● Passage shown:
That considerable attention was paid in very early times to matters relating to health, is also shewn by the elaborate directions contained in the Mosaic law as to extreme care in the choice of wholesome foods and drinks, in isolation of the sick, and attention to personal and public cleanliness. It is not surprising, therefore, to find that the Jews, throughout the whole of their history, have apparently enjoyed a high standard of health.
In this country great ignorance of the laws of Health has prior to the last fifty years prevailed, and consequently preventible diseases have been rampant, and have claimed innumerable victims. Each century has been marked by great epidemics, which have swept through the country, scattering disease and death in their course. In the fourteenth century, for instance, there was the Black Death, a disease so fatal that it left scarcely one-fourth part of the people alive; while Europe altogether is supposed to have lost about 40 millions of its inhabitants, and China alone 13 millions. A century and a half later came the Sweating Sickness (though there were a score of minor epidemics in between). This was carried by Henry the Seventh’s army throughout the country, and so great was the mortality, that “if half the population in any town escaped, it was thought great favour.” Considerable light is thrown on the rapid spread of this disease after its importation, when we remember that there were no means of ventilation in the houses; that the floors were covered with rushes which were constantly put on fresh without removing the old, thus concealing a mass of filth and exhaling a noisome vapour; while clothing was immoderately warm and seldom changed; baths were very seldom indulged in, and soap hardly used.
In the sixteenth and seventeenth centuries there were five or six epidemics of The Plague, and it was only eradicated from London, when all the houses from Temple Bar to the Tower were burned down in the Great Fire of September 2nd, 1666, which destroyed the insanitary and necessitated the building of new and larger houses.
Scurvy, jail-fever, and small-pox, are other diseases which were formerly frightfully prevalent. Jail-fever, the same disease as the modern typhus-fever, has now become practically extinct in its former habitat, owing largely to the noble work of John Howard, “whose life was finally brought to an end by the fever, against the ravages of which his life had been expended.” This disease was fostered by overcrowding, ill-ventilation, and filth.
Scurvy formerly produced a very great mortality, especially among sea-faring men. In Admiral Anson’s fleet in 1742, out of 961 men, 626 died in nine months, or nearly two out of every three, and this was no solitary case. Captain Cook, on the other hand, conducted an expedition round the world, consisting of 118 men; and although absent over three years, only lost one life. He was practically the first to demonstrate the potency of fresh vegetables in preventing scurvy.
The striking facts respecting small-pox will be found on page 293. The general death-rate has also greatly declined. Thus while the annual death-rate in London 200 years ago was 80 per 1,000, it only averaged 18.8 in the four years 1896-99; and the death-rate of England and Wales has declined from 22.4 in 1841-50 to 18.7 per 1,000 in 1891-95 and 17.6 in 1896-99.

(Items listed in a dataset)
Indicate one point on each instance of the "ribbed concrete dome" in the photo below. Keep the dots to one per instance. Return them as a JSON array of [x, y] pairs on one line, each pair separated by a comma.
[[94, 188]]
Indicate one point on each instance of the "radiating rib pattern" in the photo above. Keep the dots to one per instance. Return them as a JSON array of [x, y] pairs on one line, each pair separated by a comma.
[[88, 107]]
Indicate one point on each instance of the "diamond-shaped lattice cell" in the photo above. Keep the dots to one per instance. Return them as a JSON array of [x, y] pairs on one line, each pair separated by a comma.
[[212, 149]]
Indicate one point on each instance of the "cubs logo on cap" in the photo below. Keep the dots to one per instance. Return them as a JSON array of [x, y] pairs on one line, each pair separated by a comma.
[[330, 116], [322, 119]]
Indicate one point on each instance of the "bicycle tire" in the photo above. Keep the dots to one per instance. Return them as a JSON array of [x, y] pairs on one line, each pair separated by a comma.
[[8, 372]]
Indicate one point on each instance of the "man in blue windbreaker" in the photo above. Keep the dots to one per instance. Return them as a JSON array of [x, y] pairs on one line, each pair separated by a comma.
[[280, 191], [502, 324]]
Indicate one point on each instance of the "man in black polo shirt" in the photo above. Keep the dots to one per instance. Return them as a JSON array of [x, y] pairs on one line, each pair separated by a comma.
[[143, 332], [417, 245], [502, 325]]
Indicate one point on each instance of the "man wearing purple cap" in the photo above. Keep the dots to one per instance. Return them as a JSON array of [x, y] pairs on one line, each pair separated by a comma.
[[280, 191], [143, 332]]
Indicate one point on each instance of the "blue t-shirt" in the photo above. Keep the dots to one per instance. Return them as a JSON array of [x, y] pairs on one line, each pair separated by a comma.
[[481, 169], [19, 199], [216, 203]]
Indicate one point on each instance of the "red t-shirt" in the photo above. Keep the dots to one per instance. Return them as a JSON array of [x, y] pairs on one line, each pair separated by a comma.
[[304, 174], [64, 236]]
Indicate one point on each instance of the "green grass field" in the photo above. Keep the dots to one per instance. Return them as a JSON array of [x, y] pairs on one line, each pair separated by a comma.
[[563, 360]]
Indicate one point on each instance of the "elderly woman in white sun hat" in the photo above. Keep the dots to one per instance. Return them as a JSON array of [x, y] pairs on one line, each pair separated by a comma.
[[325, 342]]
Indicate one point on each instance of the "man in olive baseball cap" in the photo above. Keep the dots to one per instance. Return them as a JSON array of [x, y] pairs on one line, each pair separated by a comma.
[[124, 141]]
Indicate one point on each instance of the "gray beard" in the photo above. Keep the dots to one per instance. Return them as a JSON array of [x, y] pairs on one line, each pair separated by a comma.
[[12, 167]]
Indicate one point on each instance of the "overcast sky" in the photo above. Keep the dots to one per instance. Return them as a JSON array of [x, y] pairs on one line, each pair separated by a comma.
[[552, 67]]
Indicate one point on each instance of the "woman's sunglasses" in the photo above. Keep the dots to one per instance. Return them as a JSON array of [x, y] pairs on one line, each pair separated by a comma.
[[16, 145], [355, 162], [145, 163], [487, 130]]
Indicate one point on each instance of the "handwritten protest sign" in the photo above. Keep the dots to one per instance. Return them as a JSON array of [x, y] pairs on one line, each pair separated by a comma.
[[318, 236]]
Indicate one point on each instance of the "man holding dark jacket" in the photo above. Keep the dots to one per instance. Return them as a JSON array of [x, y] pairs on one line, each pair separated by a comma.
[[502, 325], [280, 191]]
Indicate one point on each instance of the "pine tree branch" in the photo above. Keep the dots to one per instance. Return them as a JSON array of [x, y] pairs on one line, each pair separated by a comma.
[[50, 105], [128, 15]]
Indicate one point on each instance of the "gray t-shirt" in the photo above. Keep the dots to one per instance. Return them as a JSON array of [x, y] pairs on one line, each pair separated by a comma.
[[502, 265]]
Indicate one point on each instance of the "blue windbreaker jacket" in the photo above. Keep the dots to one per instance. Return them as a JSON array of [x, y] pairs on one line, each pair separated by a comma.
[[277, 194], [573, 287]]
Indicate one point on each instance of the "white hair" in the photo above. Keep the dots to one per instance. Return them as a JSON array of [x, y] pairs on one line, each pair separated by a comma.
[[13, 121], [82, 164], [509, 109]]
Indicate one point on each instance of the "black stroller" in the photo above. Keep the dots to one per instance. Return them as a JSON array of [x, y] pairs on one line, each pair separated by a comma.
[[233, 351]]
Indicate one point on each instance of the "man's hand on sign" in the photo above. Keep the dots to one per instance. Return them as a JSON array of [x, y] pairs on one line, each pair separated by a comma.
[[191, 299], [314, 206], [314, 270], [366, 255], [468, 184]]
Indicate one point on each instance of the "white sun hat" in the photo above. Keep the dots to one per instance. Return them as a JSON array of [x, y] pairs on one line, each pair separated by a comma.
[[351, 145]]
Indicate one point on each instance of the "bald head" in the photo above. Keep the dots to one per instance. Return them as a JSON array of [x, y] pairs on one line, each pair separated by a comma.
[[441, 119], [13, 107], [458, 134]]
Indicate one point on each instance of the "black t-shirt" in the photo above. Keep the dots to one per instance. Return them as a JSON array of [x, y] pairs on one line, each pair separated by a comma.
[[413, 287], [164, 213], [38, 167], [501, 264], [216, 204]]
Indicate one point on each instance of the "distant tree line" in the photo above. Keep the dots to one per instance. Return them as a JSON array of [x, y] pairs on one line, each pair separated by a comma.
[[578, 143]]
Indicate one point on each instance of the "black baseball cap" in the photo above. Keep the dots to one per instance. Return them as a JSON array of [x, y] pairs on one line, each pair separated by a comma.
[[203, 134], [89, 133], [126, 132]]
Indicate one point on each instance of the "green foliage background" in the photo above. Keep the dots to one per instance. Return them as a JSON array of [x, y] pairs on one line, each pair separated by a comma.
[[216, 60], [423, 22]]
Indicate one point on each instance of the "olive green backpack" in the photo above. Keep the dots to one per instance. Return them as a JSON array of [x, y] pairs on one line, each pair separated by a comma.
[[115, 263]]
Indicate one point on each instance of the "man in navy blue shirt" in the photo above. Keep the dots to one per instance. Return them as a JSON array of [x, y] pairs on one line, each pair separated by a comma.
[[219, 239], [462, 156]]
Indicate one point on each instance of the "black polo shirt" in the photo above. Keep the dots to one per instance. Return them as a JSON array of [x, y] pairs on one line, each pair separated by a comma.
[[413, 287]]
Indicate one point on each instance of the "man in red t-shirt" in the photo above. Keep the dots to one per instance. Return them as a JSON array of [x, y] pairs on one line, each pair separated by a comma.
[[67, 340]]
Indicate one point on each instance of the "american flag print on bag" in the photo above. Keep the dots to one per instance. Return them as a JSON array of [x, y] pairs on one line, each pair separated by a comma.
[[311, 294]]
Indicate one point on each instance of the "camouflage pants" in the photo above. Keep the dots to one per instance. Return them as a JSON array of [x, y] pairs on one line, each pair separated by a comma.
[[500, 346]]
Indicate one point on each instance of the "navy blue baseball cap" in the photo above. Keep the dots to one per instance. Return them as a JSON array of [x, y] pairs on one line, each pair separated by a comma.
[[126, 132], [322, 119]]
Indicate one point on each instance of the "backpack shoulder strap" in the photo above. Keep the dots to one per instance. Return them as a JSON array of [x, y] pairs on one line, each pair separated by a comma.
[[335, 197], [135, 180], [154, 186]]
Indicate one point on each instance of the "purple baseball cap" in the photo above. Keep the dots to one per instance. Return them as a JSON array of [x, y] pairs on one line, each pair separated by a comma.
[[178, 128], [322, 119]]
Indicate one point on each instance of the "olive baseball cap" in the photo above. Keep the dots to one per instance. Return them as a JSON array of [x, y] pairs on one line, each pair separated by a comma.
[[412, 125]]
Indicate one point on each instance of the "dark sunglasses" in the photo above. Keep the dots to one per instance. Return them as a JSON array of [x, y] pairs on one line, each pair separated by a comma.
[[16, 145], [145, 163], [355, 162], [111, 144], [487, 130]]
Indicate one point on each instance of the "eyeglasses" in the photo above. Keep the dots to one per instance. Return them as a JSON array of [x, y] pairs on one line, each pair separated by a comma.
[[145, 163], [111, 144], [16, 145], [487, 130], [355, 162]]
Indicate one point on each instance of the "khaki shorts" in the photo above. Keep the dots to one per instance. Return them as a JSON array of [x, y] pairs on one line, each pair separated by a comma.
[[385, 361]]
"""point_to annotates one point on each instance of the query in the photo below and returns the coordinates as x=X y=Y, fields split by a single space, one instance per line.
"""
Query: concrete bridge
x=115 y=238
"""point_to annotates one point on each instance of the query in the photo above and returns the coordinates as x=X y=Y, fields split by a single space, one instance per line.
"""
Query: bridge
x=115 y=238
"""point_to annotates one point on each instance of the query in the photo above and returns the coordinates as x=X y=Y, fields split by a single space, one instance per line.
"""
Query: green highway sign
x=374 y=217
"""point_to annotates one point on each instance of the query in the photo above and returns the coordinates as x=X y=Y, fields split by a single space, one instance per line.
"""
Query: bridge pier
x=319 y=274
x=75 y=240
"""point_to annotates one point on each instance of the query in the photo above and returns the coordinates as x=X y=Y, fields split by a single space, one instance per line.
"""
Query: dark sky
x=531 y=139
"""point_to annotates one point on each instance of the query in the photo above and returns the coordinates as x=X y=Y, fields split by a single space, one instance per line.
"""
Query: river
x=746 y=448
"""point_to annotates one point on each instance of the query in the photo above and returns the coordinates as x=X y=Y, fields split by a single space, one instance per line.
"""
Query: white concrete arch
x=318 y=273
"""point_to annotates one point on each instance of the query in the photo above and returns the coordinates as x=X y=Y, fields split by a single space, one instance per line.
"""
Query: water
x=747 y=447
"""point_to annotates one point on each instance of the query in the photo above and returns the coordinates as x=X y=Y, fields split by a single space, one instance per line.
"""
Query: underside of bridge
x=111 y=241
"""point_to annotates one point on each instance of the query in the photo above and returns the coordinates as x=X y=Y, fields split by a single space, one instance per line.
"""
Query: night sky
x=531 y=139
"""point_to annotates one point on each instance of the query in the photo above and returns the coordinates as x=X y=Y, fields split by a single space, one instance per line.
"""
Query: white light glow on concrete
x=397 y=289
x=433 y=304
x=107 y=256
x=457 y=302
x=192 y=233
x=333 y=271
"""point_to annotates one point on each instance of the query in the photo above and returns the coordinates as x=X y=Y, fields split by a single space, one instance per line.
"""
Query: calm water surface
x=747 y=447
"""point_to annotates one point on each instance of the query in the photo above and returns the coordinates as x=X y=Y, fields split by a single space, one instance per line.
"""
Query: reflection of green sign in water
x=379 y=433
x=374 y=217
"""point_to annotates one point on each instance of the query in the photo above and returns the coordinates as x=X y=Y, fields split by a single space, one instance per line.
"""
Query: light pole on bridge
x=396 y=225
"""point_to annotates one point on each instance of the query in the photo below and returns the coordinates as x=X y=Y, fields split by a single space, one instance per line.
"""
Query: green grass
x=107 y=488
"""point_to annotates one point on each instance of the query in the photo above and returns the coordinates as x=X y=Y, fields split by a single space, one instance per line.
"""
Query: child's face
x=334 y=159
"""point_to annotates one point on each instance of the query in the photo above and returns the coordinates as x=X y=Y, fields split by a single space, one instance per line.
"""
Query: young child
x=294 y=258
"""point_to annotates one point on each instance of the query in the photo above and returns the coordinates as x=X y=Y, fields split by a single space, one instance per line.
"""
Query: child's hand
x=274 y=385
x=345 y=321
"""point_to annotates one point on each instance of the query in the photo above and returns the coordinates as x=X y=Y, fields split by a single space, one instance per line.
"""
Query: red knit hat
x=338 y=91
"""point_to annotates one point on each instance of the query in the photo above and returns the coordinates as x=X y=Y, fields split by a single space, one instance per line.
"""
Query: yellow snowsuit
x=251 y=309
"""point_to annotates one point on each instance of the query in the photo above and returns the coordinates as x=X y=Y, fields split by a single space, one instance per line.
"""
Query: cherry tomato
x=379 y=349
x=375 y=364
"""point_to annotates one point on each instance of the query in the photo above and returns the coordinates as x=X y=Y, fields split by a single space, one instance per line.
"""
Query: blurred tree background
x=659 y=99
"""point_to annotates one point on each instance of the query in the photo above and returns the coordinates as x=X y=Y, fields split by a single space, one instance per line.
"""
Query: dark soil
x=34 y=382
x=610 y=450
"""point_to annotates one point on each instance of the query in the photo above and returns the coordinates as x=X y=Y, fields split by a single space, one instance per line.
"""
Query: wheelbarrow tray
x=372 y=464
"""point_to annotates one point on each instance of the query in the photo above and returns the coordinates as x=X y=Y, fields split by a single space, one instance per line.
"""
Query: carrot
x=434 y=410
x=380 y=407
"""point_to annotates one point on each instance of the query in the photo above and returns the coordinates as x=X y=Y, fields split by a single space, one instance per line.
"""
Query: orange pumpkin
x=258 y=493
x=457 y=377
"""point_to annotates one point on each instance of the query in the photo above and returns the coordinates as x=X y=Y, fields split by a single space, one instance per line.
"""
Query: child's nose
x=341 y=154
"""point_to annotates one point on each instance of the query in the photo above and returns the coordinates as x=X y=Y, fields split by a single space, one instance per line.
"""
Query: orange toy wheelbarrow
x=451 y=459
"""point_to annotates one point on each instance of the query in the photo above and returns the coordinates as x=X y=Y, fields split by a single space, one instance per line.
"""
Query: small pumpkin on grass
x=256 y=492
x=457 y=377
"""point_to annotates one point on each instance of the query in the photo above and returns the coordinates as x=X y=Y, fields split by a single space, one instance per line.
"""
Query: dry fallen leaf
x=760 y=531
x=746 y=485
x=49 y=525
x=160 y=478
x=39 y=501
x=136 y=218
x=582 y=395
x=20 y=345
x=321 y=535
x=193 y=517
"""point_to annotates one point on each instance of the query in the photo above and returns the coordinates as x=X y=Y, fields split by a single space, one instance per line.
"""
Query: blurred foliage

● Exercise: According to the passage on health history, how many men did Captain Cook's round-the-world expedition lose? The records have nothing to do with this.

● Output below: Only one life, out of 118 men.